## TEXT
- - - -

|Mt Kenya from Chogoria|
Monday, 13 January 2014
Oh for goodness’ sake! When will our politicians and pressmen stop frantically whipping up this pernicious xenophobia which apparently lurks like a virus just beneath the skin of us little Britons? Scarcely a day passes when the spectre of an island overrun with scarcely human “foreigners” is conjured up by the three main party leaders, like Macbeth’s witches, with Nigel Farage like a malign Hecate pulling the strings, abetted by the oh-so reasonable Sir (no less) Andrew Green of the avowedly “non-political” Migration Watch.
Ken Clarke, one of the few Tory ministers with guts enough to resist the populist tide, asserting that immigrants had made Britain “far more exciting and healthier”, had No 10 Downing Street (presumably his nibs himself) quickly ticking him off, and at the same Nick Clegg (Lib Dem) and Rachel Reeves (one of Labour’s rising stars) denouncing the supposed epidemic of benefit immigration. Our Ken had it about right when he said, “The idea that you can have some fundamental debate that somehow stops all these foreigners coming here is rather typical rightwing, nationalist escapism, I think.”

- - - -

## DATA FOR REVIEW
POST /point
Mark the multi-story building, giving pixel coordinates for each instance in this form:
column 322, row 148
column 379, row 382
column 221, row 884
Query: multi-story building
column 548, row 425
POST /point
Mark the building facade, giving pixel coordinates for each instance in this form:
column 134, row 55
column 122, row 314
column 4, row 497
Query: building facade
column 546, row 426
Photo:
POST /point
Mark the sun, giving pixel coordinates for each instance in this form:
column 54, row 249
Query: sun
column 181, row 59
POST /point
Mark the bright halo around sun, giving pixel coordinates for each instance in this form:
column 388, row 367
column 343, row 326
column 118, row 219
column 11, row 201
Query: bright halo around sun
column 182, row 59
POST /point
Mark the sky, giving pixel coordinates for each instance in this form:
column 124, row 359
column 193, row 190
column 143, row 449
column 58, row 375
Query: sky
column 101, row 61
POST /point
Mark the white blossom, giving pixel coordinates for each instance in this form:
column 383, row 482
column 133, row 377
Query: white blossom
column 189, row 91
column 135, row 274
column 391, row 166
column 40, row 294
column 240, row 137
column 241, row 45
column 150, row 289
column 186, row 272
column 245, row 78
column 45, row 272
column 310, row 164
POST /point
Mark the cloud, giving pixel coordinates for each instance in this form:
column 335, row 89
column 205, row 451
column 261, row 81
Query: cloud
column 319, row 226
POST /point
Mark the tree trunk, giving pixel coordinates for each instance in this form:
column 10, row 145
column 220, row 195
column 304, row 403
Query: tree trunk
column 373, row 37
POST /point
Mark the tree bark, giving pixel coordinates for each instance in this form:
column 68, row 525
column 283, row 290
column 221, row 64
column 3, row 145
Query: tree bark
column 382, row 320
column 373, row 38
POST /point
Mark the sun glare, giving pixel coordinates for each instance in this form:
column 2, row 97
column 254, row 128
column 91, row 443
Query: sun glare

- - - -

## TASK INSTRUCTIONS
Could you write the next part of the post about Britain's politicians and immigration, starting right after its last sentence?

## WRITTEN REPLY
What a sad day it is when we have reached the point of closing what used to be known as our bowels of mercy because of someone’s skin-colour or language or preferences in food – and country of origin! Continually closing your bowels leads to constipation. I was reminded watching Simon Reeve’s The Tea Trail on BBC last night, traveling through Kenya from Mombasa to Kericho, of my gap year which I spent on the east side of Mount Kenya. It was within very few years of the end of the Mau Mau internments – about which I remember one of my fellow-teachers had family experience. He and many in that part of Kenya would have had good reason to hate an Englishman like me. And yet he was consistently kind and friendly to me, and wherever I went I was welcomed with the utmost hospitality. If one of the teachers' cars came a cropper on the potholed murrain roads, there was no lack of willing hands to rescue us. It’s a sobering fact that “Great Britain” is now less hospitable than the former colony, which we once sought to civilise. Our policy-makers now are seeking to make conditions on access to medical help or social care for the alien and sojourner. We consider such things our right and ours alone. We seem to have lost any humanity we once possessed, and become introspectively constipated.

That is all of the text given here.